Display each line of the data below that includes the string "shirt", reproducing every such line in full.

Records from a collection
+===+

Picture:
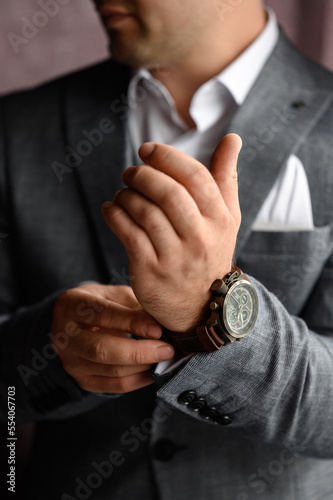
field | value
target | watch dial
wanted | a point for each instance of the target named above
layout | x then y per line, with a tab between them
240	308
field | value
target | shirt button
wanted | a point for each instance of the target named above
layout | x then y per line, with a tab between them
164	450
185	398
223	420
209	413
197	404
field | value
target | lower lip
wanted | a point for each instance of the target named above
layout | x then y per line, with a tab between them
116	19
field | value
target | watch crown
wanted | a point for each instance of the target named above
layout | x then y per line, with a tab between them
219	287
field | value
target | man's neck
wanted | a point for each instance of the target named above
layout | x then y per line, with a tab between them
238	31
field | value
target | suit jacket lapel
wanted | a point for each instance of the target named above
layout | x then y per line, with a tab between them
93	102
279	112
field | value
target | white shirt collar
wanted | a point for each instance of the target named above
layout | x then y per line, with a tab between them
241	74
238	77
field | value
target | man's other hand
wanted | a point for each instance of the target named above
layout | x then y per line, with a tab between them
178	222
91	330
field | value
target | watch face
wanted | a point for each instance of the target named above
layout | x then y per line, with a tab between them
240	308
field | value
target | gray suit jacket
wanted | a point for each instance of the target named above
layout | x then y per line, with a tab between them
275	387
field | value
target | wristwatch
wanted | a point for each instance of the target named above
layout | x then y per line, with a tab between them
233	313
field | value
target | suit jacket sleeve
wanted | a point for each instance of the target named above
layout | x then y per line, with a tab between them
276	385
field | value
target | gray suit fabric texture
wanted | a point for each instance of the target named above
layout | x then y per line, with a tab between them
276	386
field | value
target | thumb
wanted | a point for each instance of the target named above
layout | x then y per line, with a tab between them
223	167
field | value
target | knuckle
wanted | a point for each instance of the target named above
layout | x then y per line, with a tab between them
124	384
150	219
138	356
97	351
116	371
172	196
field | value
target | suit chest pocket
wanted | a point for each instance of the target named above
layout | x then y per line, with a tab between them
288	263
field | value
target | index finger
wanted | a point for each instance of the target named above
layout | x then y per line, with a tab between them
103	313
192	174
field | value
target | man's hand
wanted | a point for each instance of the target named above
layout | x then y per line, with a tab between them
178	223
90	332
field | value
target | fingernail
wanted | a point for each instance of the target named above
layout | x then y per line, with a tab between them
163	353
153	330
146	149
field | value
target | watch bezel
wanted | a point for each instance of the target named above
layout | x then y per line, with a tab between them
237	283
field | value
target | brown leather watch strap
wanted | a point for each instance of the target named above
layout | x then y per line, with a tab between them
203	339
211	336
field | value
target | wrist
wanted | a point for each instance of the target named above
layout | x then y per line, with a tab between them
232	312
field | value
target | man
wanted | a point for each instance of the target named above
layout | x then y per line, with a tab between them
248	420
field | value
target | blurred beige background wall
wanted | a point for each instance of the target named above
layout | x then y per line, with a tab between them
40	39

+===+

**The solution**.
target | shirt button
target | white shirt collar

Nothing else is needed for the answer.